_Page excerpt_
■ ■ ■
B. SPECIFIC PENALTIES
We believe that the nature and range of penalties should be developed by the new OAI in consultation with the Senate committee that will be advisory to it. But we lay out here a few specific principles and suggestions that we think should guide OAI in doing this.
a. Extenuating circumstances should consist only of aspects of the academic situation, not other things that are going on in a student’s life. This is academic fraud; only academic circumstances should be considered as extenuating. For instance, it would seem to us advisable to penalize plagiarism more severely for a graduate student (who should know better) than for a first-semester undergraduate who might have been confused about the nature of plagiarism. Similarly, second offenses should be penalized more strictly than first offenses. But students should not be penalized differently because of their personal circumstances; for example, working while going to school, participating in extracurricular activities, having responsibilities as a parent, etc., no matter how much we may sympathize with those circumstances. This cannot be overemphasized. Basing the penalties on the relative misfortunes of individuals is tantamount to endorsing academic dishonesty in degrees.
b. We recommend that on a minor first offense students not only incur an appropriate penalty but be put on notice that they are on some sort of "probationary status." A reasonable policy might state, for instance, that if at the time of graduation no further instances of cheating have been discovered, the record of having cheated once would be removed from the student’s permanent transcript.
c. Implied above is a particular kind of penalty that we wish to recommend to OAI and its advisory committee. For some level of egregious behavior, we believe it would be appropriate to note permanently on the student’s transcript that he or she had been penalized for cheating while at the University, for example by noting that an F in a course was given for cheating or that the student was expelled for cheating. In cases where a graduate or professional degree is denied because of cheating, the fact should likewise be noted on the transcript. This would surely act as a strong deterrent, and it would also be an act of responsibility to the community. The transcript is supposed to show what a student has done at the University, the good and the bad. If a student has failed a course, we note that on the transcript; if a student has cheated egregiously or repeatedly, should we keep that knowledge to ourselves? At present, if a student who has been failed in a course for academic fraud should be asked later as to why that particular class resulted in an F, he or she is able to compound the dishonesty by lying about the reason for grade.
C. PROCEDURES
In order to ensure that the basic principle of fairness is maintained (like cases treated alike, different cases treated differently), the assignment of penalties should be done exclusively by OAI. Individual professors cannot know what penalties are being imposed elsewhere in the University, so if they try to assign penalties for offenses they have discovered, the overall result will inevitably be unfair—at least in the sense that a student might receive a penalty very different from that given a roommate for the same offense. The only way we see to achieve consistency is to have this done at one place, in one office.
The general procedure for dealing with an instance of cheating, then, should be:
a. An instructor suspects that cheating has occurred.
b. The instructor first meets with the student. If the instructor is satisfied that cheating definitely did not occur, the matter is dropped. If the instructor determines that cheating occurred, and the student agrees, an appropriate penalty is imposed by the instructor (who should consult with OAI about the penalty before imposing it). In all cases when a penalty is imposed, OAI is notified so that a consistent record may be maintained. If the student does not admit to the offense, but the instructor remains suspicious, the requisite material is forwarded to OAI and the student is notified. OAI will provide standardized forms for these communications.
■ ■ ■
_Records_
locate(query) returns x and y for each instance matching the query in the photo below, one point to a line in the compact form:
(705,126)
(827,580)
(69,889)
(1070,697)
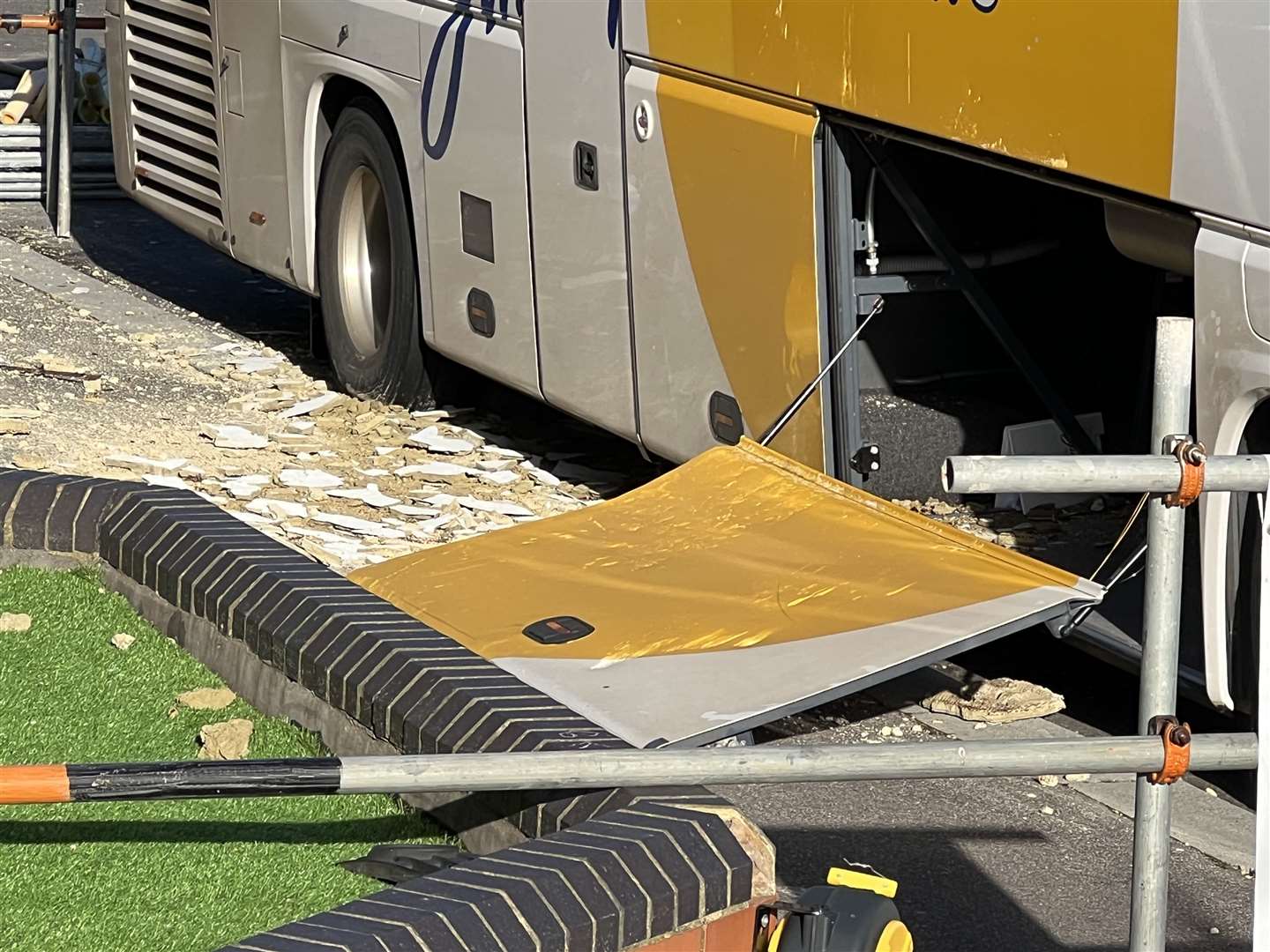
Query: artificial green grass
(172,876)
■ ■ ■
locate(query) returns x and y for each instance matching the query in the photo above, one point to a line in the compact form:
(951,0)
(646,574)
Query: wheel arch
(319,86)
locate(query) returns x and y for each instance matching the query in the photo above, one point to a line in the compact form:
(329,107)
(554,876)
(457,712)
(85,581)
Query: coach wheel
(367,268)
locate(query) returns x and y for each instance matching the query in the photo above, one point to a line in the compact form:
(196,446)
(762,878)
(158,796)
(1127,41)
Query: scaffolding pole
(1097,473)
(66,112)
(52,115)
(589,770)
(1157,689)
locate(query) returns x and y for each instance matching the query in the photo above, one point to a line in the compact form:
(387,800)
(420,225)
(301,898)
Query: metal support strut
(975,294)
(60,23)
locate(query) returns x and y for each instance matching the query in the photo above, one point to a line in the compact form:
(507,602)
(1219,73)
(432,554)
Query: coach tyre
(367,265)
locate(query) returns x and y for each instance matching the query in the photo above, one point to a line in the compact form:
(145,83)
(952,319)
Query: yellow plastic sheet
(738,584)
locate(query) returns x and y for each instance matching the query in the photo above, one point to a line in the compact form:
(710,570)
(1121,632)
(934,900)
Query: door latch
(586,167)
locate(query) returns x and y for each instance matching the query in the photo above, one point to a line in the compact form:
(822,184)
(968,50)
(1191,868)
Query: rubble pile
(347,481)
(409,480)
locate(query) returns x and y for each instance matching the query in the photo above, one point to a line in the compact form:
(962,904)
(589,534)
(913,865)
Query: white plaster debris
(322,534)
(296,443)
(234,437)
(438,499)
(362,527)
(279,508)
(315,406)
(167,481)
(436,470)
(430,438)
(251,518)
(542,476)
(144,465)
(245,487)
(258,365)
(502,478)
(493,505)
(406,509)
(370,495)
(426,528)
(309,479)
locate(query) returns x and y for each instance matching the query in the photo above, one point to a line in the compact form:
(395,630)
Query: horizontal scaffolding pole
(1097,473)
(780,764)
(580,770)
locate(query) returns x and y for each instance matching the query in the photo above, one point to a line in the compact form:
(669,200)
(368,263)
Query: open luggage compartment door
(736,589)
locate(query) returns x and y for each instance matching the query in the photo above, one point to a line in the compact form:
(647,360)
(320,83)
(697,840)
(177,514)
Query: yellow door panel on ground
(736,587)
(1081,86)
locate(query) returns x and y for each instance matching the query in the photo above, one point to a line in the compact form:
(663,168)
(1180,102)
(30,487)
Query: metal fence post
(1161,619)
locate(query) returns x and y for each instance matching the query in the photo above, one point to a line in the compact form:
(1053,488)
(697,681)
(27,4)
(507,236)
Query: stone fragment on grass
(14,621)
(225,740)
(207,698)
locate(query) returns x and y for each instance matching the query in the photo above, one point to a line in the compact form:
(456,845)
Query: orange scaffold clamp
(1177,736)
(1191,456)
■ ■ ■
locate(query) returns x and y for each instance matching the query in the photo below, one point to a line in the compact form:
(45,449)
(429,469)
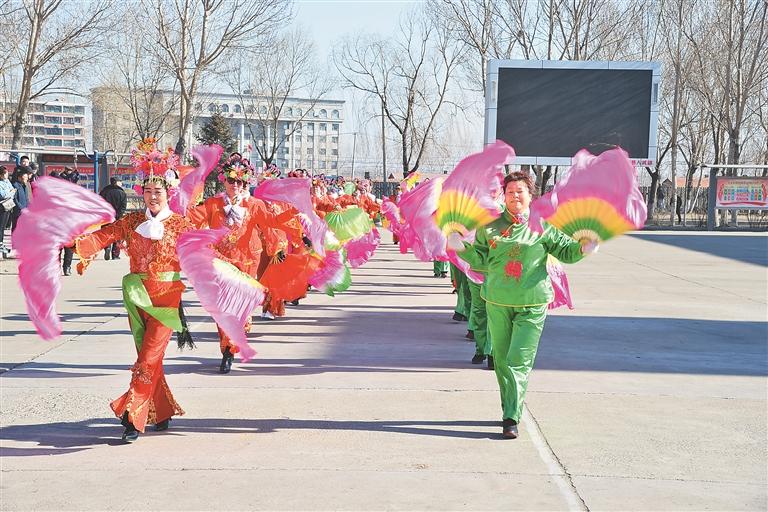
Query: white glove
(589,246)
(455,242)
■ ■ ■
_Stated goal_
Continue the report on penalties and procedures for academic cheating, picking up right after its last sentence.

_Answer for the task_
c. The instructor may send a report to OAI at any point in the process from suspicion on through a thoroughly investigated case, without necessarily meeting with the student before reporting. Instructors and departments will vary in how much of the investigation they wish to conduct themselves; it should be their option to have the Office of Academic Integrity conduct a good deal of the investigation of fact, if that is what they prefer.
d. OAI is required to notify the student in writing within reasonable time, and certainly within the semester, that it has received a report of alleged cheating by the student. If the faculty member chooses not to pursue the matter alone, OAI will investigate and resolve any dispute about whether or not this was an instance of cheating. If, after consulting with the student and the instructor about the circumstances of the case, OAI determines that cheating has in fact occurred, it consults with the faculty member about the penalty or, if the faculty member wishes, OAI sets the penalty. If the penalty involves a grade change, OAI can obviously only advise the instructor.
e. The instructor’s cooperation in this process, by reporting instances of cheating and abiding by the recommendations of the Office of Academic Integrity, is required. But we do not believe that strong sanctions on instructors who do not cooperate would be helpful or appropriate. In order to add a positive incentive for instructors to cooperate, we recommend that the University add to its procedures that when an instructor has reported cheating to OAI and has abided by its recommendations, he or she does not bear a burden of proof in showing that the penalty was appropriate. When this has not been done, however, the instructor would bear such burden of proof.
f. OAI must be scrupulous in its procedures and also provide a clear and comprehensive hierarchy for due process consistent with existing Regents’ policy and campus procedures. This does not preclude operations of the colleges’ own boards. There must be inviolable mechanisms to prevent students from skipping steps of the process and attempting to "venue-shop" for a more lenient or more friendly board. There should also be mechanisms to prevent spurious or unjustified appeals to non-jurisdictional bodies as either an alternate venue of appeal or as retribution, but students retain the right to use regular grievance channels as jurisdiction may be appropriate.
VI. CONCLUSION
The Committee does not wish to dictate all of the particulars and is only making general recommendations to set in place implementation machinery. We are not recommending an honor code per se (see Appendix B). Moreover, while there are honor codes in place within the University that appear quite effective, they are in small colleges or professional schools. We also recognize that there are different categories of severity of cheating; they need to be linked to the reasons why academic integrity is important and why some are more of an offense against it than others. We recognize that, if the system proposed here functions well, even if there are more reports of cheating, there need not be more hearings; perhaps the existing Campus Committee on Student Behavior (and corresponding bodies on the coordinate campuses) should handle any that are required.
APPENDIX A
MOTION:
That the University Senate approve the following amendment to Article III of the bylaws (create a new committee, Academic Integrity). All language is new; existing sections of the bylaws would be renumbered accordingly.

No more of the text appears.